___ Input material
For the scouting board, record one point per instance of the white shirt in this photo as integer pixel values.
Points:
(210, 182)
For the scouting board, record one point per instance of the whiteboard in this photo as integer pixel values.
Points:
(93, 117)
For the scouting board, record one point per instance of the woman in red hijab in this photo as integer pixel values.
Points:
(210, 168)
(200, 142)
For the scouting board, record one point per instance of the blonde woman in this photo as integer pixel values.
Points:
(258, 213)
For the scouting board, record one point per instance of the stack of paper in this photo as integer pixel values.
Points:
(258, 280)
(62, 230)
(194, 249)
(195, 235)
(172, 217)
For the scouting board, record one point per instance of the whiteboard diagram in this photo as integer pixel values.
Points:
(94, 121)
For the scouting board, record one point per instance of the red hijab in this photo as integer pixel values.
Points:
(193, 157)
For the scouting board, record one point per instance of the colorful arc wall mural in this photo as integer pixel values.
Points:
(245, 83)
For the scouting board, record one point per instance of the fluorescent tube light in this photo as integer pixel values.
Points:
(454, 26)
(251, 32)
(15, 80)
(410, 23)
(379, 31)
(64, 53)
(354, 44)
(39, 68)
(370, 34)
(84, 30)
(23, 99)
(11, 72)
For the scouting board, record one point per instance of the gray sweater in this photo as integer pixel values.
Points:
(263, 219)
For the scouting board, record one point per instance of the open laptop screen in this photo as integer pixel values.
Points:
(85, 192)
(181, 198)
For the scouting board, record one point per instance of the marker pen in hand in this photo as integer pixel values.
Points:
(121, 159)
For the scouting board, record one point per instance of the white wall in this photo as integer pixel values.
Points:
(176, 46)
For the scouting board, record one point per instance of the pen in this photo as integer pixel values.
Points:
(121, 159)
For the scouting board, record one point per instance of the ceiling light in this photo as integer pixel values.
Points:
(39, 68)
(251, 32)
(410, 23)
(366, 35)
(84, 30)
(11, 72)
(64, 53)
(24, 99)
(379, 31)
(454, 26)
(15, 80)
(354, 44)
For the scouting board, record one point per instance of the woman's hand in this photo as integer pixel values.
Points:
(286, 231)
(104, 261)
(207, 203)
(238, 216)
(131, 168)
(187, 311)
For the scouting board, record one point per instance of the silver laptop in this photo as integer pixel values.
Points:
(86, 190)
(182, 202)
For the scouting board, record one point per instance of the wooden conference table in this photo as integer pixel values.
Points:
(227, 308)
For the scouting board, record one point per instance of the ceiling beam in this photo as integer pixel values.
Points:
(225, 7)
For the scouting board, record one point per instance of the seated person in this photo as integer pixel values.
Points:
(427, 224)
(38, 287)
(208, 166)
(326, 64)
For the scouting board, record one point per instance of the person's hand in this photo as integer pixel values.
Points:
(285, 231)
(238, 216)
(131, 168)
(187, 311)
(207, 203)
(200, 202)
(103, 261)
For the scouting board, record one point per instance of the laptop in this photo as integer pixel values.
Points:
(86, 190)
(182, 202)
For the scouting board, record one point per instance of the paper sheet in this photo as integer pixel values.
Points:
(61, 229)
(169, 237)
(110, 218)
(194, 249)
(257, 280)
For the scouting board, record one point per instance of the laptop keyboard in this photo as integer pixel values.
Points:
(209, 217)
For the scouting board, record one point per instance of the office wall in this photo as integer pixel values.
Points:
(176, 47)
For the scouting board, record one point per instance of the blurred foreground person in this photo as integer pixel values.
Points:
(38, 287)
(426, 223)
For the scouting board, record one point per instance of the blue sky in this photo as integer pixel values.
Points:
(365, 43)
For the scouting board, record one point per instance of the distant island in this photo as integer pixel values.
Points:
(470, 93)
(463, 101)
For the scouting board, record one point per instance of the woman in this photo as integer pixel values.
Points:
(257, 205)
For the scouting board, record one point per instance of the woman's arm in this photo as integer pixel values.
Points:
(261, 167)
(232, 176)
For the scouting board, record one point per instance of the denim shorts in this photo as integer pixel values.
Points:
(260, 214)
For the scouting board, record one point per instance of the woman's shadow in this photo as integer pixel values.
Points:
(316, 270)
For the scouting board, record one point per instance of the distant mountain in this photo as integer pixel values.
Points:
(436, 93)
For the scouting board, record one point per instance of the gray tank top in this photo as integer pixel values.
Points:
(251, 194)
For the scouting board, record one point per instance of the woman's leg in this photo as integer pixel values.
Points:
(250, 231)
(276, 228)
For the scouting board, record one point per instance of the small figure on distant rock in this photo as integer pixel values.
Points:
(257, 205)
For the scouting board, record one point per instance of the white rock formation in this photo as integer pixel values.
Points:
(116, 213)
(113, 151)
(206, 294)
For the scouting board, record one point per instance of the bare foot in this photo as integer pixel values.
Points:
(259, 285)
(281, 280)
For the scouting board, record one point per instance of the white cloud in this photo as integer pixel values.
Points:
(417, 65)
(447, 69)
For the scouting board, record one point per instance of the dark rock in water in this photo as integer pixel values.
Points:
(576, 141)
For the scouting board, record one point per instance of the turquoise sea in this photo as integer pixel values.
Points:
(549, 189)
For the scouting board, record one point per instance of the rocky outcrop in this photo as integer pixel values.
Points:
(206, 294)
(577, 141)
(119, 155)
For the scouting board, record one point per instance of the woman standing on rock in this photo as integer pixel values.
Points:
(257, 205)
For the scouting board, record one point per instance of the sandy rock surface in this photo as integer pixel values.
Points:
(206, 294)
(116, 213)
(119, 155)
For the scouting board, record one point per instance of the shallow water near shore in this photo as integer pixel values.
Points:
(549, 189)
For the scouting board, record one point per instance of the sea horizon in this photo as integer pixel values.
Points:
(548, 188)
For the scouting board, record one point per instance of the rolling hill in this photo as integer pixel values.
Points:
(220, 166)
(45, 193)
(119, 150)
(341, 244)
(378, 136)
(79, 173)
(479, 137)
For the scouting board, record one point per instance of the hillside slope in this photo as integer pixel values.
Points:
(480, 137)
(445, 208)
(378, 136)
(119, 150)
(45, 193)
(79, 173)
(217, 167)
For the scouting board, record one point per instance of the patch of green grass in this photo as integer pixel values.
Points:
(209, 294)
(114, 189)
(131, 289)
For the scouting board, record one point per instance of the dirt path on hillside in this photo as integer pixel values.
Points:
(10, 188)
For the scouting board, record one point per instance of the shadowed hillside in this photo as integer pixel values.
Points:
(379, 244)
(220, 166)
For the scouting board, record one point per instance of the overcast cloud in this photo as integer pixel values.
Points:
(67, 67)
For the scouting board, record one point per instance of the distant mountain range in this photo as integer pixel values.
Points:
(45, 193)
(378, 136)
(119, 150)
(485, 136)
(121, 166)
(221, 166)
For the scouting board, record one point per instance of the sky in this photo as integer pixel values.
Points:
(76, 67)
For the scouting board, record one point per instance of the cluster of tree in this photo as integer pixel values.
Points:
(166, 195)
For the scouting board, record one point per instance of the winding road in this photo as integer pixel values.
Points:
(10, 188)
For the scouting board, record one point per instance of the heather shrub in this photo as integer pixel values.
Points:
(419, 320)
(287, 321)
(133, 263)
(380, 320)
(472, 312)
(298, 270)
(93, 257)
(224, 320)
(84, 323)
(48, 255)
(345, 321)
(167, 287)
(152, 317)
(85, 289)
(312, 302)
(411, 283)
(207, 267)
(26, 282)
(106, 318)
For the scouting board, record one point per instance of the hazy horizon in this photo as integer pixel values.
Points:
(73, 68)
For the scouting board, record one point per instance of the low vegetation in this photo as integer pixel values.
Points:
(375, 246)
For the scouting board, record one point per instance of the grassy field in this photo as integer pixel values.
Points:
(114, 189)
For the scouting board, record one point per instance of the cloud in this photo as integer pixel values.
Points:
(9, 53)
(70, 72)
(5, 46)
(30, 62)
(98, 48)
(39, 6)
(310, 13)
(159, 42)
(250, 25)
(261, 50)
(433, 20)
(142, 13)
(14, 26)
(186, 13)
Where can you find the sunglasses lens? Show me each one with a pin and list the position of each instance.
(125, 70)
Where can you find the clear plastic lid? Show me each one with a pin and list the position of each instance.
______
_What this task involves_: Scan the lines above for "light", then copy every one that has it.

_Solved problem_:
For the scouting board, record one point per instance of the fluorescent tube light in this photo as integer pixel values.
For the scouting board, record one point per instance of the ceiling light in this photo as integer pixel values.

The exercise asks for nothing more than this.